━━ Given entries
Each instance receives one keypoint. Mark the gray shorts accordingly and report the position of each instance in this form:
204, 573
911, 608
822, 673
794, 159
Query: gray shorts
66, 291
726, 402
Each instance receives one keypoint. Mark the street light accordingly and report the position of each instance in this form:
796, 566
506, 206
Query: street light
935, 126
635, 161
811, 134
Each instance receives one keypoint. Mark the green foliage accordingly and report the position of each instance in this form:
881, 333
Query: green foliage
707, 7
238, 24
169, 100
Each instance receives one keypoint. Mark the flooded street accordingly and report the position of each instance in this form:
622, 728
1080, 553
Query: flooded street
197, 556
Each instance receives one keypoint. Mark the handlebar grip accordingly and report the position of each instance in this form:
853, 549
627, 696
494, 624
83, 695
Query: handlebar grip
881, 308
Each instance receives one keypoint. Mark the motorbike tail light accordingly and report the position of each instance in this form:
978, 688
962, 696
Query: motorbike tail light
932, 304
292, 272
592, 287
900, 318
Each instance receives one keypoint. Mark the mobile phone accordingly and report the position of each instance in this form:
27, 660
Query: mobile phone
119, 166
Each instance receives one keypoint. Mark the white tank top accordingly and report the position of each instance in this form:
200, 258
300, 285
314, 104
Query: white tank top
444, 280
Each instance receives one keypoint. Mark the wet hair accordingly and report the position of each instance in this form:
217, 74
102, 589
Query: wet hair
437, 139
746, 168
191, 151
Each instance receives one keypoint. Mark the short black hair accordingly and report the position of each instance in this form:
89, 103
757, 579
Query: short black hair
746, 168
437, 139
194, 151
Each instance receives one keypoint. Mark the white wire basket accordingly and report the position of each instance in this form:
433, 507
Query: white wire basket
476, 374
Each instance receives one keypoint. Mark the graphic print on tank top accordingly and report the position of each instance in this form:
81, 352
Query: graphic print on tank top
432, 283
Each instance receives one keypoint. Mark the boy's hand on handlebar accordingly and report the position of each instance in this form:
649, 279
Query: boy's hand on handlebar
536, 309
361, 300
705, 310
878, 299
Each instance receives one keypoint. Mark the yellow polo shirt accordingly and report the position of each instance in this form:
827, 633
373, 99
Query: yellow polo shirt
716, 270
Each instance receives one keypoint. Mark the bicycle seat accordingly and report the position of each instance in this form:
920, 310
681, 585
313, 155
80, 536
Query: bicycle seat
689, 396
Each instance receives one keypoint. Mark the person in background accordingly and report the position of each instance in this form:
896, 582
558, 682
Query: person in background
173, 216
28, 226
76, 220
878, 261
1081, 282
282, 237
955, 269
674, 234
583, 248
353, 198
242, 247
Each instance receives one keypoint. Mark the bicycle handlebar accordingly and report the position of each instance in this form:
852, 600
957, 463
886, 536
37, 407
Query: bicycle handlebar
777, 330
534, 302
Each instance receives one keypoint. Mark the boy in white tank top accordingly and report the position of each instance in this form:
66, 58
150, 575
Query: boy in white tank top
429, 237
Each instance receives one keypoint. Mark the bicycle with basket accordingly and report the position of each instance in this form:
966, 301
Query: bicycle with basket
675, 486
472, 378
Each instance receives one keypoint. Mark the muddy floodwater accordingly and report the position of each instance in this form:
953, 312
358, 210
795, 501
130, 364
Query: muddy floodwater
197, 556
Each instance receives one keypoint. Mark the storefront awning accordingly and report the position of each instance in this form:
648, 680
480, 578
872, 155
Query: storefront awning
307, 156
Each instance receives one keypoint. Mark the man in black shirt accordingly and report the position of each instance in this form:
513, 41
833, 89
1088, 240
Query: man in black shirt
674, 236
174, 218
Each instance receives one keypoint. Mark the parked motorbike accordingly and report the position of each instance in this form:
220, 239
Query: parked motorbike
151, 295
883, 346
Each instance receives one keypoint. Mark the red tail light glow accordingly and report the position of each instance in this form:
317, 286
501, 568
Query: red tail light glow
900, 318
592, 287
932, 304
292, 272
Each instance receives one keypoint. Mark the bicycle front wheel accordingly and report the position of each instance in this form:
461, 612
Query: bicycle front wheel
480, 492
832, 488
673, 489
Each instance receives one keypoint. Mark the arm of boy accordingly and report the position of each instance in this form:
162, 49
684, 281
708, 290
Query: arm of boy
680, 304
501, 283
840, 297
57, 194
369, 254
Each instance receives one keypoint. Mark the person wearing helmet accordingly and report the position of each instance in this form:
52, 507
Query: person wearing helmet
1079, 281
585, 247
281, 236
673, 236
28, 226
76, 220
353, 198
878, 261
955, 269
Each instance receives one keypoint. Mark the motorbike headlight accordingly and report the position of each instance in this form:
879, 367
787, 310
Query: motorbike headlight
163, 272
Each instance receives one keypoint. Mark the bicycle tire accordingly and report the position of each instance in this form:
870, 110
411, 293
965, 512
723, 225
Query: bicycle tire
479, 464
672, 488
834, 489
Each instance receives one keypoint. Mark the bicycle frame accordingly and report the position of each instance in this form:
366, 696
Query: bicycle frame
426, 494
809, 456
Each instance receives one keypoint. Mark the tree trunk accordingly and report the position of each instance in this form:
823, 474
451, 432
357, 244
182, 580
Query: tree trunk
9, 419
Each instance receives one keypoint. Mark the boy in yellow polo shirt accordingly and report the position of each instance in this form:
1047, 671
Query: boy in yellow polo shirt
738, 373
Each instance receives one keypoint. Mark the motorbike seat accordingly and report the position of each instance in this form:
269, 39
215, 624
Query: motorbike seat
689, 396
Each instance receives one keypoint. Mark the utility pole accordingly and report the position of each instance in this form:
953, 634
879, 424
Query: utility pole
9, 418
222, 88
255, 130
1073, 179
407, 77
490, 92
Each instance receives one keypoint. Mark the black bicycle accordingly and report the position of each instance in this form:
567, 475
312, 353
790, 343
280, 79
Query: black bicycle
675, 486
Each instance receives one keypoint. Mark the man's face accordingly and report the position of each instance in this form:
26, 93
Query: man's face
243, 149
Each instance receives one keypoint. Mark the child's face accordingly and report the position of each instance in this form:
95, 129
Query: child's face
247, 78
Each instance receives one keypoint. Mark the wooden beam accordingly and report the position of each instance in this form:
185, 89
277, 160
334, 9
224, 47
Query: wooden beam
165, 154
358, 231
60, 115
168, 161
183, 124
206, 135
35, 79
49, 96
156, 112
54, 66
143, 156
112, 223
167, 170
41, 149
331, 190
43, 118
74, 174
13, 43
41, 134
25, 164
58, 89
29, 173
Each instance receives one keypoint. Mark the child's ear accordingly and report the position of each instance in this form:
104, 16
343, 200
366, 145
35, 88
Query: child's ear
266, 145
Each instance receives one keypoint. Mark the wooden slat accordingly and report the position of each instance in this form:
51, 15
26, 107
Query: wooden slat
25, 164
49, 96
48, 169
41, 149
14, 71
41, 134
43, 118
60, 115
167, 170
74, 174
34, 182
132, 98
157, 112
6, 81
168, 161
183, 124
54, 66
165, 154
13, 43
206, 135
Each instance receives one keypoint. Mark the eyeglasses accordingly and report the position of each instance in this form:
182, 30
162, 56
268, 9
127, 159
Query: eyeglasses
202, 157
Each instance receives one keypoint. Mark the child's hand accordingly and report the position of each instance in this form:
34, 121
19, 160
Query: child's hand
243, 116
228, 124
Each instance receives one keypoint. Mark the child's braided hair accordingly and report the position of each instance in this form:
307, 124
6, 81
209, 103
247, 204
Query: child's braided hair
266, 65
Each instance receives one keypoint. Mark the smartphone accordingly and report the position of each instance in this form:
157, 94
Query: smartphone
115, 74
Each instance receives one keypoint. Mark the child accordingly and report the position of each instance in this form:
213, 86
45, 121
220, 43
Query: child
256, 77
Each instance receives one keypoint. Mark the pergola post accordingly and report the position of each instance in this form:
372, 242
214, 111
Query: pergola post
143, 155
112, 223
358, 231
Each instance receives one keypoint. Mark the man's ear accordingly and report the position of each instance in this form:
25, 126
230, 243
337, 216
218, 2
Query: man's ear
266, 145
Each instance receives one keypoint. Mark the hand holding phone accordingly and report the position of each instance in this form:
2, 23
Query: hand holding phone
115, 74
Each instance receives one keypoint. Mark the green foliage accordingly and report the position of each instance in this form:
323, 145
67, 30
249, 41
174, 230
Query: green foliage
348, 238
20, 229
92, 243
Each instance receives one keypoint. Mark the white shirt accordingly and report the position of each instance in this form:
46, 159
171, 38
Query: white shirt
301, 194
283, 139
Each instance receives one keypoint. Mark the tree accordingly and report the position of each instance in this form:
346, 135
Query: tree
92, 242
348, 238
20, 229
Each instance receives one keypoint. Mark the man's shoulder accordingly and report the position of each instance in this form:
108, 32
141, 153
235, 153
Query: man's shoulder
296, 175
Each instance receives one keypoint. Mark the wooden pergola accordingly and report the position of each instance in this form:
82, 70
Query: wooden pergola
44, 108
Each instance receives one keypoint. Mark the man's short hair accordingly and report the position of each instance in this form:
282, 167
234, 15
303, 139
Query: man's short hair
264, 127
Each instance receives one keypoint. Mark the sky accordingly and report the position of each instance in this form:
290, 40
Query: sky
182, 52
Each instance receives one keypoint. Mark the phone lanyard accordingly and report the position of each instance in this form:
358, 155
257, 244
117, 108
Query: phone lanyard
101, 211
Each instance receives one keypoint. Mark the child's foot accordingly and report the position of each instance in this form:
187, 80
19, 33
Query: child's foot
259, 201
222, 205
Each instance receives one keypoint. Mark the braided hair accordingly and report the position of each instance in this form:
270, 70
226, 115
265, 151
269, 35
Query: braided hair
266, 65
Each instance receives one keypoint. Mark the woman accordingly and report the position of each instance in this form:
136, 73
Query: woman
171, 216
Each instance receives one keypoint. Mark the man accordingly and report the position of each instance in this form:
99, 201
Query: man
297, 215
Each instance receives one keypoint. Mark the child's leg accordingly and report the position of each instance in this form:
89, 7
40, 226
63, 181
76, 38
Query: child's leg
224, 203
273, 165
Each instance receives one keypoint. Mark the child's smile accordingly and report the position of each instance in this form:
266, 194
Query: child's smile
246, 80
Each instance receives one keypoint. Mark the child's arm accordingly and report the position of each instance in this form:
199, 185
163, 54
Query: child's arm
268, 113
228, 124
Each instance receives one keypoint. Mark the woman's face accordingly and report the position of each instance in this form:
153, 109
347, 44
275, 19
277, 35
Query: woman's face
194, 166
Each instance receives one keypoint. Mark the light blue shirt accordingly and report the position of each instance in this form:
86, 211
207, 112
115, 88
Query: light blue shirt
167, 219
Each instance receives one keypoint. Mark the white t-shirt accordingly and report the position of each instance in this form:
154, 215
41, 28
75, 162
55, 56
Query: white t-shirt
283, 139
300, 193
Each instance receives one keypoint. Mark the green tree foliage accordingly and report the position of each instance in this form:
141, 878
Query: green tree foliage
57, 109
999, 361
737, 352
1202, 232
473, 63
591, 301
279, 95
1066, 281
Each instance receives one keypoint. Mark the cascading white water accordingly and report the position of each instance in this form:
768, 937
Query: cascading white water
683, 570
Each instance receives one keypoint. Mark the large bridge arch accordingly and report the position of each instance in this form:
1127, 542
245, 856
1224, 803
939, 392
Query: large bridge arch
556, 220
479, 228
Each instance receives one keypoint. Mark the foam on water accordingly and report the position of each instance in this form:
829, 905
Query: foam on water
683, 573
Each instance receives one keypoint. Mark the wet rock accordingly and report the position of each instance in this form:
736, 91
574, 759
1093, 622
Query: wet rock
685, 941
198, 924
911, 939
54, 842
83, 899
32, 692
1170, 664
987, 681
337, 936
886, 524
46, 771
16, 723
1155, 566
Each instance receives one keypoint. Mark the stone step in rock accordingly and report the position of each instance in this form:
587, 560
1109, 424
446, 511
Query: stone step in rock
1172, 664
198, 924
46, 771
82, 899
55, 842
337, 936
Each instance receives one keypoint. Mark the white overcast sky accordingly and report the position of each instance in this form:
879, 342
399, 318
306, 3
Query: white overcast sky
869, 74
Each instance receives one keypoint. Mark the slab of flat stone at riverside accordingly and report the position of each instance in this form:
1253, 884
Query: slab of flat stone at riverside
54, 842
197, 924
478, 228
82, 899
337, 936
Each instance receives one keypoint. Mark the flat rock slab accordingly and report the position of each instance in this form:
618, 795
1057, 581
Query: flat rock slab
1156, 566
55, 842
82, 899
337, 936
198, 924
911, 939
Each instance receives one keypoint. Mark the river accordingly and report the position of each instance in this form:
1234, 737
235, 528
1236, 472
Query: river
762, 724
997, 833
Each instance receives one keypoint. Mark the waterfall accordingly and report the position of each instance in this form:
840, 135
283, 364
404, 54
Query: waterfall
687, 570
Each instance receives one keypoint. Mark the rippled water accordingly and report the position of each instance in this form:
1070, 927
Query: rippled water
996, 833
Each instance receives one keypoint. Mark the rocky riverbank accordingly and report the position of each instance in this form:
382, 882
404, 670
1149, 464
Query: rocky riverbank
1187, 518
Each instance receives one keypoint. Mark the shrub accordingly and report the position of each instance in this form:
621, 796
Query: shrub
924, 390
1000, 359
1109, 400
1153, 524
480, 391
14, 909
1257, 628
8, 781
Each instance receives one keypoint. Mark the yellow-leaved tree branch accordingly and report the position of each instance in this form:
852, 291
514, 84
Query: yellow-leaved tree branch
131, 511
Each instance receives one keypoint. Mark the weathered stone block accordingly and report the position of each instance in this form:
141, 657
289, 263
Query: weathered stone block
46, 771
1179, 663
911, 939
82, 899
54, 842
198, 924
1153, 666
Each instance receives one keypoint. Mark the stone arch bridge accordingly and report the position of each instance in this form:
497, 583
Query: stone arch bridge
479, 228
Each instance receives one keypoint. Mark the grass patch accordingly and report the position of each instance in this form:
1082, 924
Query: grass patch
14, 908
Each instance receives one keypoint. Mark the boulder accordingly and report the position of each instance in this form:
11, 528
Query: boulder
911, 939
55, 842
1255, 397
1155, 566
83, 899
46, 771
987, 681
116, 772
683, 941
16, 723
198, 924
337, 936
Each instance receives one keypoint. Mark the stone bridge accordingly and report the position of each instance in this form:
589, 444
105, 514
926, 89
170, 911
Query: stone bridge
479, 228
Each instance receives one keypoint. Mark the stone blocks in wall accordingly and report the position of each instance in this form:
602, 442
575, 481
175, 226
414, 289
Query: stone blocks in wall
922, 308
━━━━
→ Your goal:
Output exactly the lines between the one containing "Each instance receives one keypoint. Mark the shrub" and the final line above, both inclusive.

→ The result:
Each instance receives one keypoint. Mark the shrub accordingly and report the position of each instance in this form:
621, 796
Query: shrub
924, 390
1000, 359
1109, 400
1153, 524
480, 391
14, 909
1257, 628
8, 781
Each instance receives one keypoint. Mark the yellow-leaved tree branch accordingly and report the position of each instance in this form:
852, 291
514, 84
Query: yellow-leaved tree branch
131, 511
Each instance receives one keypoint. Mark the weathered stone block accordingly and report the position of each instance in this form:
141, 657
289, 263
Query: weathered stone block
46, 771
1179, 663
911, 939
82, 899
54, 842
198, 924
1153, 666
Each instance receives one keypoint. Mark the stone arch bridge accordingly and report the position of each instance in this form:
497, 583
Query: stone arch bridge
479, 228
Each instance receives one keypoint. Mark the grass patch accordingly and report the position of each instance in this form:
1082, 924
Query: grass patch
14, 908
Each instance receives one keypoint. Mark the boulder accordingly and report the position of each instance in this form:
11, 528
Query: boulder
911, 939
55, 842
1255, 397
1155, 566
83, 899
46, 771
987, 681
116, 772
683, 941
16, 723
198, 924
337, 936
Each instance receives one keypoint. Mark the stone bridge accordingly and report the position of each instance in this form:
589, 444
105, 514
926, 89
170, 911
Query: stone bridge
479, 228
Each instance receives one keypoint. Mark the stone blocks in wall accordingly and report the position of each instance in this form:
602, 442
575, 481
175, 226
414, 289
Query: stone blocks in wall
922, 308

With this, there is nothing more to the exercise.